__Written instruction__. Return exactly the span of lines that opens with the line containing "Reviewer check: make sure each instance of the clear" and closes with the last line of the data, inclusive.

——

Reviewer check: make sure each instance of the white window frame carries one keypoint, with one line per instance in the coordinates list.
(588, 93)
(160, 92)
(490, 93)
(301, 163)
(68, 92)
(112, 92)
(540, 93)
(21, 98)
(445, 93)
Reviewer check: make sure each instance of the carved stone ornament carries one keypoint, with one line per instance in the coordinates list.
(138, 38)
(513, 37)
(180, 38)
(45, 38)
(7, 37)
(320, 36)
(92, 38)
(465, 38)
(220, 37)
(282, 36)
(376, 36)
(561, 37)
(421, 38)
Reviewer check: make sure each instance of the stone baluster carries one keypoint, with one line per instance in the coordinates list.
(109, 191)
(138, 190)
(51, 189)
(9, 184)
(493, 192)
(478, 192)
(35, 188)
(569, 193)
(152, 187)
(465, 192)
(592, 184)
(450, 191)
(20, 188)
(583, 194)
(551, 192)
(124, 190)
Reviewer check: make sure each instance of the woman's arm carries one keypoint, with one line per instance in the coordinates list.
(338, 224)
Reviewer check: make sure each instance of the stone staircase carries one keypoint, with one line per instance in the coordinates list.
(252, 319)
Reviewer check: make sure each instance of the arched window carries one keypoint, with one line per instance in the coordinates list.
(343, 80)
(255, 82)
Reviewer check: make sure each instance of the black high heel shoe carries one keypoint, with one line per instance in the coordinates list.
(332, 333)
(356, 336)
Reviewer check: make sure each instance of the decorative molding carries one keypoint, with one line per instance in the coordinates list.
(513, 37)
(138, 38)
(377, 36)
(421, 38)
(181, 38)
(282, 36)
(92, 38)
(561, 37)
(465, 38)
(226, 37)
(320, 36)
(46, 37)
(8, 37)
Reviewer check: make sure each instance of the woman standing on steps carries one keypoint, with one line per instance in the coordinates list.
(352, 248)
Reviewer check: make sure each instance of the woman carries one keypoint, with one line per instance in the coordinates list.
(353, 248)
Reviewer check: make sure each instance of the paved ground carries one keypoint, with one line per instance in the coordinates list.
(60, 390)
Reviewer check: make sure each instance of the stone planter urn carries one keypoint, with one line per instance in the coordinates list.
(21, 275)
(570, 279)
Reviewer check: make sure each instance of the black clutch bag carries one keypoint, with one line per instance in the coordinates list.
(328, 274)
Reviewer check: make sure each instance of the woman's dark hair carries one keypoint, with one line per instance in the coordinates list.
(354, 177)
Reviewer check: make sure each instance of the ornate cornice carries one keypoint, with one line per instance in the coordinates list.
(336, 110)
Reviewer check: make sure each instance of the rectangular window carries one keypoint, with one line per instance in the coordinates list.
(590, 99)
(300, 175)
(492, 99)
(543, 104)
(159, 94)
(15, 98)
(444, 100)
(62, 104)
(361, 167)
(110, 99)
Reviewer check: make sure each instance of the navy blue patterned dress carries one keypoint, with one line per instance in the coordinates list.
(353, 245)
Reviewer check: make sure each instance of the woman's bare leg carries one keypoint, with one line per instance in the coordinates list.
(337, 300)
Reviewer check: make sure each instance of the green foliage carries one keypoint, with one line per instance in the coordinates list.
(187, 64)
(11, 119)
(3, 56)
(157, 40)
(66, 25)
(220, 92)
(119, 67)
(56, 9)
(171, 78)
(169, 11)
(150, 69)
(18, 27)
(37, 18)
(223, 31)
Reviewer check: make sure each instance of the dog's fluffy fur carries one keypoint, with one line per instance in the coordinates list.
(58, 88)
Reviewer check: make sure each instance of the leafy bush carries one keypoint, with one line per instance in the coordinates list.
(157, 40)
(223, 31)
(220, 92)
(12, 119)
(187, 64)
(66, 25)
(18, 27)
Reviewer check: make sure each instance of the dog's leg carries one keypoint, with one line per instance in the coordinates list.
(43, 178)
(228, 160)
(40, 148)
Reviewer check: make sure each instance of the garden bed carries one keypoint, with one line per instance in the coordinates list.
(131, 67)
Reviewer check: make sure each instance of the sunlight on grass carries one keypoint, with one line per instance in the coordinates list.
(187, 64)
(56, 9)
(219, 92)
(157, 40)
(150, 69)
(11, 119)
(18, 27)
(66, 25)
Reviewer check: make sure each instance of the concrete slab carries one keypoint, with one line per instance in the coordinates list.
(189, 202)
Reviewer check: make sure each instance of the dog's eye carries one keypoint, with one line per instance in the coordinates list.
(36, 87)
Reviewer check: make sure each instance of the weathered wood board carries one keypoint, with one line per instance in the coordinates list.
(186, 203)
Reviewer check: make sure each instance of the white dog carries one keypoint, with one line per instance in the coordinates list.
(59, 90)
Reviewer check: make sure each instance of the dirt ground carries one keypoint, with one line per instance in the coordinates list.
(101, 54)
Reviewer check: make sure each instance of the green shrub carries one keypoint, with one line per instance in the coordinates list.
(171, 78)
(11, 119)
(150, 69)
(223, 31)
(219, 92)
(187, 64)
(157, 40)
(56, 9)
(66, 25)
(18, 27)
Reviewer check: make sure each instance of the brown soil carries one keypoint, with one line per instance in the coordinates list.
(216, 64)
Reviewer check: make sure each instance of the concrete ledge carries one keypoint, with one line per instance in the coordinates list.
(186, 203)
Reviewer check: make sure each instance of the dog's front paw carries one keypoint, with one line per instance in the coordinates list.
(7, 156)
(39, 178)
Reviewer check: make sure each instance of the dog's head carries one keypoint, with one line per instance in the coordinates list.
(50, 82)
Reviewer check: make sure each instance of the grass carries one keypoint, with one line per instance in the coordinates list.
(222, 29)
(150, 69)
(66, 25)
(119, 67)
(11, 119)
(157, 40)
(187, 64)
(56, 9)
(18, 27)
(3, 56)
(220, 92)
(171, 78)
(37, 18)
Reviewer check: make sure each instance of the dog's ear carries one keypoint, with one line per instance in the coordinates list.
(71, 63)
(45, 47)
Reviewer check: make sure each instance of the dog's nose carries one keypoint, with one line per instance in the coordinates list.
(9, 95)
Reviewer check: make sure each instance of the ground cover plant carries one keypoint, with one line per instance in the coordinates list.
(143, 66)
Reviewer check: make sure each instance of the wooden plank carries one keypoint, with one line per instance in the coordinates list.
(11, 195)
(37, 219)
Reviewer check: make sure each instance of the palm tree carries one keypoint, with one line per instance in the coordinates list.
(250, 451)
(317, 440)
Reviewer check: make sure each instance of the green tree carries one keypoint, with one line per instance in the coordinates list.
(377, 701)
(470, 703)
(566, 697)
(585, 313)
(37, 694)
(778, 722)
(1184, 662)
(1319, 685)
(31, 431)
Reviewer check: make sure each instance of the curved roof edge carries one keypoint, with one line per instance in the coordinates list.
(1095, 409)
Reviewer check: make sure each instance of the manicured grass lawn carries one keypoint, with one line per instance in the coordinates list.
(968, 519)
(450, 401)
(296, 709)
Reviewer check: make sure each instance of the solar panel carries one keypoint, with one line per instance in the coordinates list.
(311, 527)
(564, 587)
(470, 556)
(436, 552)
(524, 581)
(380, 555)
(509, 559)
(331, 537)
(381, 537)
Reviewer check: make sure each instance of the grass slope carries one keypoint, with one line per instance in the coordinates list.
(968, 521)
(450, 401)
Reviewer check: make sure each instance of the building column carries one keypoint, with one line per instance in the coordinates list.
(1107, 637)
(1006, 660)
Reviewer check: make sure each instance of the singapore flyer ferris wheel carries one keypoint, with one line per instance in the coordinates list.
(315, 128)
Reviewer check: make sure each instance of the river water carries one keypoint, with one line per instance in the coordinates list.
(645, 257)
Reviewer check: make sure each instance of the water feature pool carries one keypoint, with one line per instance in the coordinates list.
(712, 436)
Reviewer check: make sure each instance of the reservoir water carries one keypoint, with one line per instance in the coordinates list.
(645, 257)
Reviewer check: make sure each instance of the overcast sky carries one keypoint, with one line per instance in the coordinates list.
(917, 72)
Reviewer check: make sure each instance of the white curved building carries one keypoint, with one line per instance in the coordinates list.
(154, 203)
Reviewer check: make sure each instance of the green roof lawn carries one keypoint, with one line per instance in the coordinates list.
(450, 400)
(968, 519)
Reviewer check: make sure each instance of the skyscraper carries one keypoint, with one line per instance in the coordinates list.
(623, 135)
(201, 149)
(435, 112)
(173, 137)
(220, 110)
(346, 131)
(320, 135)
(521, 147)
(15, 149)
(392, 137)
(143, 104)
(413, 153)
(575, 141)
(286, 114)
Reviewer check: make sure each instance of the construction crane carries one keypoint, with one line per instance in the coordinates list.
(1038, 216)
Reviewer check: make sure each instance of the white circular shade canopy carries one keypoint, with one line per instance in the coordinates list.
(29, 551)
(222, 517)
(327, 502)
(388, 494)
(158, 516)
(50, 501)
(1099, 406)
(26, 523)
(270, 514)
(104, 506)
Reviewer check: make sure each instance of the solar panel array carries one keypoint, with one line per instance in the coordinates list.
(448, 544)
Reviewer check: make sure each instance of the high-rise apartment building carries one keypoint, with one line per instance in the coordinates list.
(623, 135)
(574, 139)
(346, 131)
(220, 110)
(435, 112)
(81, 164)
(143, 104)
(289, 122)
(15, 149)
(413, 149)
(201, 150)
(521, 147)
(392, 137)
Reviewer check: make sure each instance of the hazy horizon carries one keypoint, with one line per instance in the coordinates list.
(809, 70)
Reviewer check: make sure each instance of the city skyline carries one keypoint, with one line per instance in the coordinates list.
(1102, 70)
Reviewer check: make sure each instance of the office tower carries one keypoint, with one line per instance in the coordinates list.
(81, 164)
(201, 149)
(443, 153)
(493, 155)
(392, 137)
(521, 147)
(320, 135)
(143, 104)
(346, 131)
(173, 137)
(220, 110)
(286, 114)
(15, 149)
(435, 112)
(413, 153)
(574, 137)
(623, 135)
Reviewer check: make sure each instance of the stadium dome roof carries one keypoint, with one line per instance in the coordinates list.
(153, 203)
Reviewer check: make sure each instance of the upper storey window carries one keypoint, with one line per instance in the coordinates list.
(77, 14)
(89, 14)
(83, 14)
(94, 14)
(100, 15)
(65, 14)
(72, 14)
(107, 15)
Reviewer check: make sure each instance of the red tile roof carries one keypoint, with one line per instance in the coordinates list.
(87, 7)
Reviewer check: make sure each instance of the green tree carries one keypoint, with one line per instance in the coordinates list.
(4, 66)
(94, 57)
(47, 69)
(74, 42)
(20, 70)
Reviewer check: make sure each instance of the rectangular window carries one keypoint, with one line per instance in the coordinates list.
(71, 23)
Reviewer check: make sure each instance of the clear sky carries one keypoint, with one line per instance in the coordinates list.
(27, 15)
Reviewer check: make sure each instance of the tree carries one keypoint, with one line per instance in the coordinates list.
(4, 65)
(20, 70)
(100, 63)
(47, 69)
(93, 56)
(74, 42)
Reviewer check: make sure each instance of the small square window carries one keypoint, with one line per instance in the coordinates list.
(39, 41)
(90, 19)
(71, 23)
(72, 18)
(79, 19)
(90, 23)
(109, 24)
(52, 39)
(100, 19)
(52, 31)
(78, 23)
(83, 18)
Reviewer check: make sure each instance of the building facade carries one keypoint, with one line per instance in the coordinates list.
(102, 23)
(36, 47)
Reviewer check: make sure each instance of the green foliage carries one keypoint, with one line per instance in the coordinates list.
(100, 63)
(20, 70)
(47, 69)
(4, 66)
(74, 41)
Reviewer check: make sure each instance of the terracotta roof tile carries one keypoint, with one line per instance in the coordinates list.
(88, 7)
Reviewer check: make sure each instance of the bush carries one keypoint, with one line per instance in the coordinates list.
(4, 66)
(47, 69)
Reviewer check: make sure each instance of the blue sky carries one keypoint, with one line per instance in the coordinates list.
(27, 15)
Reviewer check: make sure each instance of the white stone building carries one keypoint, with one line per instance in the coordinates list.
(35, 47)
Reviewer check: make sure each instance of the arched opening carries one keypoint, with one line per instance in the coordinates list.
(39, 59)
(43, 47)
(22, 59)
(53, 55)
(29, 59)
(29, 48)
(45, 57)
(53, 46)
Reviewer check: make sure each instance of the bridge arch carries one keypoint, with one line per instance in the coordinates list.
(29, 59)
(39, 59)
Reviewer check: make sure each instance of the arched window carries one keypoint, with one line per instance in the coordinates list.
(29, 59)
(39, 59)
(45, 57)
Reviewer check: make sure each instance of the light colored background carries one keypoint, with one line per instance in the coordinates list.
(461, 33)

——

__Response__.
Reviewer check: make sure each instance of the clear sky carries one keypoint, with one line per instance in the coordinates list.
(27, 15)
Reviewer check: make sure each instance of the tree carries one keypoint, with one line per instance in the coordinates list.
(4, 65)
(20, 70)
(100, 63)
(47, 69)
(93, 56)
(74, 42)
Reviewer check: make sure each instance of the small square window carries one keypoint, with one line per instance in the coordinates list.
(39, 41)
(90, 19)
(71, 23)
(72, 18)
(79, 19)
(90, 23)
(109, 24)
(52, 39)
(100, 19)
(52, 31)
(78, 23)
(83, 18)
Reviewer check: make sure each instance of the building facade carries one keypoint, with one line per instance in the coordinates list.
(102, 23)
(36, 47)
Reviewer check: make sure each instance of the green foliage carries one keypoint, with one line per instance in the coordinates list.
(100, 63)
(20, 70)
(47, 69)
(4, 66)
(74, 41)
Reviewer check: make sure each instance of the terracotta roof tile carries one keypoint, with one line per instance in the coordinates list.
(88, 7)
Reviewer check: make sure each instance of the bush carries one keypoint, with one line per instance in the coordinates list.
(4, 66)
(47, 69)
Reviewer check: make sure each instance of the blue sky carries one keypoint, with one line per instance in the coordinates list.
(27, 15)
Reviewer check: make sure each instance of the white stone building carries one keypoint, with one line per instance in the coordinates list.
(35, 47)
Reviewer check: make sure each instance of the arched opening carries one keypoint, with one line per instance in the coordinates list.
(39, 59)
(43, 47)
(22, 59)
(53, 55)
(29, 59)
(29, 48)
(45, 57)
(53, 46)
Reviewer check: make sure each instance of the bridge arch carries one keypoint, with one line per instance in the coordinates list.
(29, 59)
(39, 59)
Reviewer check: make sure each instance of the arched window carries one keypoint, with one line per instance in the coordinates list.
(29, 59)
(39, 59)
(45, 57)
Reviewer check: make sure each instance of the light colored background carries one keypoint, with one line per instance in the coordinates list.
(461, 33)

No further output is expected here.